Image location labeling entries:
▬▬▬
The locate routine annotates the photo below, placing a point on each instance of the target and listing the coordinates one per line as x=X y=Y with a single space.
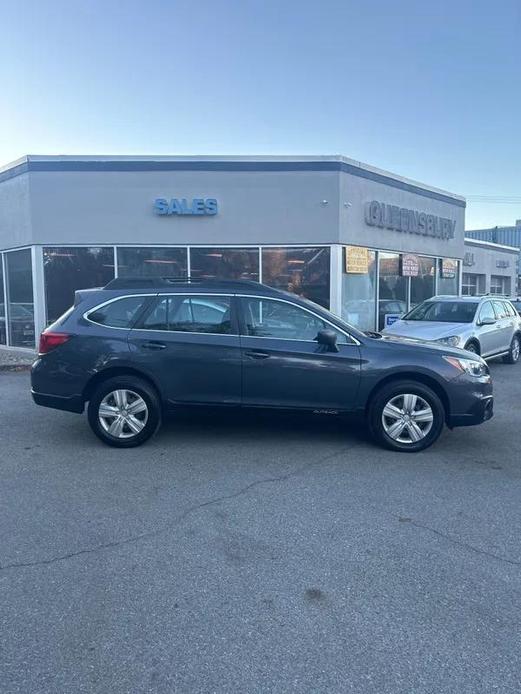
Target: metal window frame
x=7 y=299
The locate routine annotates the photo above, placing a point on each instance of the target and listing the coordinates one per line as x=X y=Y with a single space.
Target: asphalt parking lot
x=264 y=554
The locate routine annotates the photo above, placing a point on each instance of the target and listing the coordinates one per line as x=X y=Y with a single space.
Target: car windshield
x=443 y=312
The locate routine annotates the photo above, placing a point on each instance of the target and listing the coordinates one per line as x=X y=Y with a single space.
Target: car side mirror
x=327 y=339
x=487 y=321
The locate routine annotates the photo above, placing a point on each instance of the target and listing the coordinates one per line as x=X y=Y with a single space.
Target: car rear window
x=444 y=312
x=120 y=313
x=190 y=314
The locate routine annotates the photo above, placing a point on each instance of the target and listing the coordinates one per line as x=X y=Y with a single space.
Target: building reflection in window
x=422 y=286
x=20 y=298
x=392 y=288
x=67 y=269
x=303 y=271
x=225 y=263
x=152 y=262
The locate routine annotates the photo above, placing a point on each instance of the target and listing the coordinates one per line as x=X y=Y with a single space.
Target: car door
x=284 y=366
x=505 y=325
x=488 y=335
x=189 y=343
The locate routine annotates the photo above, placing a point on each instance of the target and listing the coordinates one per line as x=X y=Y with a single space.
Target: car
x=136 y=349
x=516 y=303
x=21 y=318
x=488 y=325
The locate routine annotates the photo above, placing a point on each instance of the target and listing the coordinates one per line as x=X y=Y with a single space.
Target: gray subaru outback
x=138 y=348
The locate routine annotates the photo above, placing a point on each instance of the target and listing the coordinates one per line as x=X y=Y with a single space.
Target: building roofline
x=491 y=244
x=332 y=163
▬▬▬
→ GOAL
Recast the listing above as a Markdown table with the columns Row and Text, giving each line of the listing its own numbered row and omitting blank lines. Leave the pictures out of the table.

→ WRITTEN ANSWER
| Row | Text |
|---|---|
| 1 | The locate routine annotates the photo below, placing a point on each instance of the target and listing the coordinates one per line as x=X y=Y with a single space. |
| 2 | Target: metal window frame |
| 3 | x=7 y=299 |
| 4 | The locate routine annotates the photo above, placing a point on each instance of the target and listing the coordinates one per line as x=X y=Y with a single space. |
| 5 | Target: asphalt parking lot |
| 6 | x=264 y=554 |
| 7 | The locate routine annotates the photo above, placing a point on each instance of the target and listing the coordinates one per line as x=X y=Y with a single space. |
| 8 | Target: car windshield |
| 9 | x=443 y=312 |
| 10 | The locate routine annotates the photo above, placing a point on each instance of the target and listing the coordinates one per line as x=X y=Y with a single space. |
| 11 | Target: car side mirror |
| 12 | x=327 y=339 |
| 13 | x=487 y=321 |
| 14 | The locate routine annotates the photo above, placing a point on each instance of the target and listing the coordinates one per line as x=X y=Y with a single space. |
| 15 | Target: car rear window |
| 16 | x=444 y=312 |
| 17 | x=120 y=313 |
| 18 | x=190 y=314 |
| 19 | The locate routine annotates the photo above, placing a point on each instance of the target and listing the coordinates one per line as x=X y=Y with a single space. |
| 20 | Target: building reflection in window |
| 21 | x=422 y=286 |
| 22 | x=20 y=298 |
| 23 | x=392 y=288 |
| 24 | x=67 y=269 |
| 25 | x=303 y=271 |
| 26 | x=225 y=263 |
| 27 | x=152 y=262 |
| 28 | The locate routine annotates the photo above, placing a point on each instance of the target and listing the coordinates one per line as x=X y=Y with a single space. |
| 29 | Target: car door |
| 30 | x=284 y=366 |
| 31 | x=505 y=325 |
| 32 | x=488 y=335 |
| 33 | x=189 y=343 |
| 34 | The locate routine annotates the photo above, placing a point on each instance of the target and listing the coordinates one per line as x=X y=Y with a single space. |
| 35 | Target: car |
| 36 | x=136 y=349 |
| 37 | x=516 y=303 |
| 38 | x=21 y=318 |
| 39 | x=488 y=325 |
| 40 | The locate routine annotates the photo above, placing a point on each instance of the target and listing the coordinates one per line as x=X y=Y with a single space. |
| 41 | Target: gray subaru outback |
| 42 | x=138 y=348 |
| 43 | The locate routine annotates the photo above, placing a point on each instance of the target and listing the coordinates one per line as x=X y=Y with a single space. |
| 44 | Target: building roofline |
| 45 | x=491 y=244 |
| 46 | x=332 y=163 |